::: Text block

Joiner v. Joiner

Decision Date15 April 1918
CourtMississippi Supreme Court
PartiesJOINER v. JOINER

March 1918

APPEAL from the chancery court of Leflore county, HON. JOE MAY Chancellor.

Suit between Dorsey A. Joiner and Mrs. N. R. Joiner to construe a will. From the decree rendered, Dorsey A. Joiner appeals.

The facts are fully stated in the opinion of the court.

Affirmed.

Whittington & Osborne, for appellant.

There can be no dispute that item 2 of the codicil is inconsistent with and repugnant to at least a part of item 3 of the original will. What rules of construction govern when there are inconsistent and repugnant clauses? This is the important question presented for determination in this cause. There is no dissent in the authorities over the proposition that inconsistent and repugnant clauses or provisions must be construed so as to harmonize and give effect to each of them where possible. 40 Cyc. 1416. The inconsistent clause and the repugnant provision in the codicil and in the original will has reference only to the land bequeathed to the appellant under item 3 of the original will. We simply ask that effect be given to both the codicil under which the appellant is deprived of land bequeathed to him in the original will, and the will under which the appellant is entitled to the personal property bequeathed under item 3 of the original will.

We respectfully submit that the learned counsel for the appellee have not cited any authority whatever that would aid this court in construing the inconsistent or repugnant provisions in the will and codicil. They admit that the rules of construction stated in our brief are fundamental and elementary and are the rules that should obtain, and they further admit that while these rules and principles govern the construction of wills and codicils generally, yet they make the marvelous statement that they have no bearing or application on the disposition of the case at bar. What peculiar attribute does the will and codicil in this case possess that it should be excepted from the universally admitted rules of construction? There can be but one answer. If these well-recognized rules of construction are to obtain then the appellee's contention is incorrect and this case must be reversed. Let us say, in passing, that the authorities mentioned by the appellee in our humble judgment are not in point; they have no application to wills and codicils where there is an inconsistency or even apparent repugnancy. We have no fault to find with the quotation from 40 Cyc., page 1394, for the intention of the testator is manifest. He bequeathed all of his personal property not otherwise disposed of in item 2 of the original will to the appellant. That bequest has never been revoked. It is true that the entire bequest in item 3 of the original will was partially revoked, but under the authorities mentioned in our brief when the testator alters or changes his will in one particular there arises an implication that it was not intended to change or alter the will in any other respect. Vaughn v. Bunch, 53 Miss. 518; 1 Jarman, page 180.

It is certainly the law that a will will be construed so as to avoid partial intestacy and so as to uphold the will and the citation from Cyc. is certainly not against this proposition for it says that a construction cannot be asked which would destroy the manifest intention of the testator or the positive law of the case.

::::::
::: Recorded data

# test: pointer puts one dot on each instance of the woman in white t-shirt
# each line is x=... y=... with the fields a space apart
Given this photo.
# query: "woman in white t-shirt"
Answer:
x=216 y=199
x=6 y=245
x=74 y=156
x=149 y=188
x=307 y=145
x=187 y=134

::::::

Reproduce the passage of the Joiner v. Joiner opinion, everything from "Decision Date15 April" down to "of the court.". The rows that accompany this opinion bear no relation to it.

* **Answer to this exercise**
Decision Date15 April 1918
CourtMississippi Supreme Court
PartiesJOINER v. JOINER

March 1918

APPEAL from the chancery court of Leflore county, HON. JOE MAY Chancellor.

Suit between Dorsey A. Joiner and Mrs. N. R. Joiner to construe a will. From the decree rendered, Dorsey A. Joiner appeals.

The facts are fully stated in the opinion of the court.